[Begin Data lines]

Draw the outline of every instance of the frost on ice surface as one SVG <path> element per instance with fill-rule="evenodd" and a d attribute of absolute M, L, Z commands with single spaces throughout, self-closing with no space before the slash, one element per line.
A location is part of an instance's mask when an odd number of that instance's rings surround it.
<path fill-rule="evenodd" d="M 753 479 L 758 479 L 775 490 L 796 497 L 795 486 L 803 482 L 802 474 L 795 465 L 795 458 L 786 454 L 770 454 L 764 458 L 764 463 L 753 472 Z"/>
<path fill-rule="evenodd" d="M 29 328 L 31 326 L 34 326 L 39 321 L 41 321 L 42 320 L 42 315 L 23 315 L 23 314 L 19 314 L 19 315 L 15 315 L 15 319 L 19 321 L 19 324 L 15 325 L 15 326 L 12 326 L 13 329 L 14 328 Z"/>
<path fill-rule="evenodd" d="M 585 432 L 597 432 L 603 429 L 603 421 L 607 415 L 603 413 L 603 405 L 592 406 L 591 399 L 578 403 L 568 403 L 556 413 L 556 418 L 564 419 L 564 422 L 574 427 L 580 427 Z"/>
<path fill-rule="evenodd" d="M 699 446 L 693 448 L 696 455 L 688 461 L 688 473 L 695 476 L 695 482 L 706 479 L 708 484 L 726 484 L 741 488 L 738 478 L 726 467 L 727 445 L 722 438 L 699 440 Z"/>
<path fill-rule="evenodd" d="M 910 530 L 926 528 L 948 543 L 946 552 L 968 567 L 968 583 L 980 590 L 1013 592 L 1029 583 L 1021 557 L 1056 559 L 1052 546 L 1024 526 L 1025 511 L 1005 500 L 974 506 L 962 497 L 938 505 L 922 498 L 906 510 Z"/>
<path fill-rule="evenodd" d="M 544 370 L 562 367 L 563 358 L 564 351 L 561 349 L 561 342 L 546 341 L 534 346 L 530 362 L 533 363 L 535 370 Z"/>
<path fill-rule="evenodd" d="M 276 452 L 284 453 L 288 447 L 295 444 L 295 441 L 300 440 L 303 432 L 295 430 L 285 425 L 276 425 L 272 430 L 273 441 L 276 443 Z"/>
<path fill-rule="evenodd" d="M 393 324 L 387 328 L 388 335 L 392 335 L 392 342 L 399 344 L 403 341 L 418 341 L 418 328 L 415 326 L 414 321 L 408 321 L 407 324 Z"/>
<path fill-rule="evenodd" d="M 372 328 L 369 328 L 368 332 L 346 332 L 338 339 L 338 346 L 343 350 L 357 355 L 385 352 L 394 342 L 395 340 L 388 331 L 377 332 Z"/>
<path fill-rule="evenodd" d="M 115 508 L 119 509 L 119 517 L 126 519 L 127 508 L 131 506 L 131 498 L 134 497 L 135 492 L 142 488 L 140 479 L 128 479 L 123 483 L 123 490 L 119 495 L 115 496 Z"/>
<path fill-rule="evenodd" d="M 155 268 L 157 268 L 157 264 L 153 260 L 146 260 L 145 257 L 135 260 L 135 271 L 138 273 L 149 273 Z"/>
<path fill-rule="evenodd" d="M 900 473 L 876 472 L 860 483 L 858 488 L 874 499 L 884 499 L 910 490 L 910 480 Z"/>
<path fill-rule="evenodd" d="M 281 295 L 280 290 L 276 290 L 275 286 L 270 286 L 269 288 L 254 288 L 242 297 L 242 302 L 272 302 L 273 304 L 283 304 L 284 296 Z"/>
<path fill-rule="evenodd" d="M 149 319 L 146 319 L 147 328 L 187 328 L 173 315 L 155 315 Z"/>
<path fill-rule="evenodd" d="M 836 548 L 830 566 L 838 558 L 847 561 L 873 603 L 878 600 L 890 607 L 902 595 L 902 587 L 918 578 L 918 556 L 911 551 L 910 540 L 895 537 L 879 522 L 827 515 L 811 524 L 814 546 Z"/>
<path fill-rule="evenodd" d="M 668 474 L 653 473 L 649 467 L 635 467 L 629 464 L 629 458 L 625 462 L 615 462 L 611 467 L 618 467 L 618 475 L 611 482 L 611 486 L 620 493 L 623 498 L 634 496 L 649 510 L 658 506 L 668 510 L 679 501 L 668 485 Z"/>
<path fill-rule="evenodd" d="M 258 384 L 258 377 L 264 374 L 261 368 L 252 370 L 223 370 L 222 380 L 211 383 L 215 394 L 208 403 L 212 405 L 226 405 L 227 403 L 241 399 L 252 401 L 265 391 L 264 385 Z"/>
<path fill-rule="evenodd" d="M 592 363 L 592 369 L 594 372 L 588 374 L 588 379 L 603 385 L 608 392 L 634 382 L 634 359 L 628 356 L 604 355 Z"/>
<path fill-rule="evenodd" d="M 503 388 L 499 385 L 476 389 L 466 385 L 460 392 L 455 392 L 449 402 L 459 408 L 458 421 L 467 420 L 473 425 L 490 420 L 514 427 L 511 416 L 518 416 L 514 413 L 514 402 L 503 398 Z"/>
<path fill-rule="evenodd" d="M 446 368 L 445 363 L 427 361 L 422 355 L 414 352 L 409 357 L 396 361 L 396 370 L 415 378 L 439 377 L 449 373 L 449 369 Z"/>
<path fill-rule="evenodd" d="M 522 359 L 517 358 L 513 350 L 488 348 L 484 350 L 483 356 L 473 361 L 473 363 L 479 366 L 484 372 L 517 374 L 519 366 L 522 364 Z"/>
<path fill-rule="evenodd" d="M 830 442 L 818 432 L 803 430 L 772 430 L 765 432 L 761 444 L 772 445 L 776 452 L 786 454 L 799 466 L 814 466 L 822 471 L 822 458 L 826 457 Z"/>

[End Data lines]

Task objective: Rewrite every entry above, replacing "frost on ice surface" with "frost patch on the ice" and leaving everything else unchanged.

Solution to the exercise:
Draw the outline of every instance of the frost patch on the ice as one SVG <path> element per instance with fill-rule="evenodd" and a d attribute of absolute M, L, Z commands with single spaces throughout, self-closing with no space before the slash, one element per line.
A location is part of an instance's mask when an odd number of that instance's rings surround it.
<path fill-rule="evenodd" d="M 753 479 L 758 479 L 775 490 L 796 497 L 795 486 L 803 482 L 802 474 L 795 465 L 795 458 L 786 454 L 770 454 L 764 458 L 764 463 L 753 472 Z"/>
<path fill-rule="evenodd" d="M 29 328 L 31 326 L 34 326 L 39 321 L 41 321 L 42 320 L 42 315 L 23 315 L 23 314 L 19 314 L 19 315 L 15 315 L 15 319 L 19 321 L 19 324 L 15 325 L 15 326 L 12 326 L 13 329 L 14 328 Z"/>
<path fill-rule="evenodd" d="M 585 432 L 597 432 L 603 429 L 603 421 L 607 415 L 603 413 L 603 405 L 592 406 L 591 399 L 578 403 L 568 403 L 556 413 L 556 418 L 564 419 L 564 422 L 574 427 L 580 427 Z"/>
<path fill-rule="evenodd" d="M 699 446 L 693 448 L 696 455 L 688 461 L 688 473 L 695 476 L 695 482 L 706 479 L 708 484 L 726 484 L 741 488 L 738 478 L 726 467 L 727 445 L 722 438 L 699 440 Z"/>
<path fill-rule="evenodd" d="M 910 530 L 926 528 L 948 543 L 946 552 L 968 567 L 968 583 L 980 590 L 1013 592 L 1029 583 L 1021 557 L 1056 559 L 1052 546 L 1024 526 L 1025 511 L 1005 500 L 974 506 L 962 497 L 938 505 L 922 498 L 906 510 Z"/>
<path fill-rule="evenodd" d="M 544 370 L 562 367 L 563 358 L 564 351 L 561 349 L 561 342 L 546 341 L 534 346 L 530 362 L 533 363 L 535 370 Z"/>
<path fill-rule="evenodd" d="M 276 452 L 284 453 L 288 447 L 295 444 L 295 441 L 300 440 L 303 432 L 295 430 L 285 425 L 276 425 L 272 430 L 273 441 L 276 443 Z"/>
<path fill-rule="evenodd" d="M 393 324 L 387 328 L 388 335 L 392 335 L 392 342 L 399 344 L 403 341 L 418 341 L 418 328 L 415 326 L 414 321 L 408 321 L 407 324 Z"/>
<path fill-rule="evenodd" d="M 372 328 L 369 328 L 368 332 L 346 332 L 338 339 L 338 346 L 343 350 L 357 355 L 385 352 L 394 342 L 395 340 L 388 331 L 377 332 Z"/>
<path fill-rule="evenodd" d="M 115 508 L 119 509 L 119 517 L 126 519 L 127 508 L 131 506 L 131 498 L 134 497 L 135 492 L 142 488 L 140 479 L 128 479 L 123 483 L 123 490 L 119 495 L 115 496 Z"/>
<path fill-rule="evenodd" d="M 155 268 L 157 268 L 157 264 L 153 260 L 146 260 L 145 257 L 135 260 L 135 271 L 138 273 L 149 273 Z"/>
<path fill-rule="evenodd" d="M 900 473 L 876 472 L 860 483 L 858 488 L 874 499 L 884 499 L 910 490 L 910 480 Z"/>
<path fill-rule="evenodd" d="M 281 295 L 280 290 L 276 290 L 275 286 L 270 286 L 269 288 L 254 288 L 242 297 L 242 302 L 272 302 L 273 304 L 283 304 L 284 296 Z"/>
<path fill-rule="evenodd" d="M 149 319 L 146 319 L 147 328 L 187 328 L 173 315 L 155 315 Z"/>
<path fill-rule="evenodd" d="M 836 548 L 830 566 L 838 558 L 847 561 L 873 603 L 878 600 L 890 607 L 902 595 L 902 587 L 918 578 L 918 556 L 911 551 L 910 540 L 895 537 L 879 522 L 827 515 L 811 524 L 814 546 Z"/>
<path fill-rule="evenodd" d="M 668 474 L 653 473 L 649 467 L 635 467 L 629 464 L 629 458 L 625 462 L 615 462 L 611 467 L 618 467 L 618 475 L 611 482 L 611 486 L 620 493 L 623 498 L 634 496 L 649 510 L 658 506 L 668 510 L 679 501 L 668 485 Z"/>
<path fill-rule="evenodd" d="M 258 384 L 258 377 L 264 374 L 261 368 L 252 370 L 223 370 L 222 380 L 211 383 L 215 394 L 208 403 L 212 405 L 226 405 L 227 403 L 241 399 L 252 401 L 265 391 L 264 385 Z"/>
<path fill-rule="evenodd" d="M 592 363 L 592 369 L 594 372 L 588 374 L 588 379 L 603 385 L 608 392 L 634 382 L 634 359 L 628 356 L 604 355 Z"/>
<path fill-rule="evenodd" d="M 503 388 L 499 385 L 476 389 L 466 385 L 460 392 L 455 392 L 449 402 L 459 408 L 458 421 L 467 420 L 473 425 L 490 420 L 514 427 L 511 416 L 518 416 L 514 413 L 514 402 L 503 398 Z"/>
<path fill-rule="evenodd" d="M 446 368 L 445 363 L 427 361 L 422 355 L 414 352 L 409 357 L 396 361 L 396 370 L 415 378 L 439 377 L 449 373 L 449 369 Z"/>
<path fill-rule="evenodd" d="M 522 359 L 517 358 L 513 350 L 488 348 L 484 350 L 483 356 L 473 361 L 473 363 L 479 366 L 484 372 L 517 374 L 519 366 L 522 364 Z"/>
<path fill-rule="evenodd" d="M 830 442 L 818 432 L 803 430 L 772 430 L 765 432 L 761 444 L 772 445 L 776 452 L 786 454 L 799 466 L 814 466 L 822 471 L 822 458 L 826 457 Z"/>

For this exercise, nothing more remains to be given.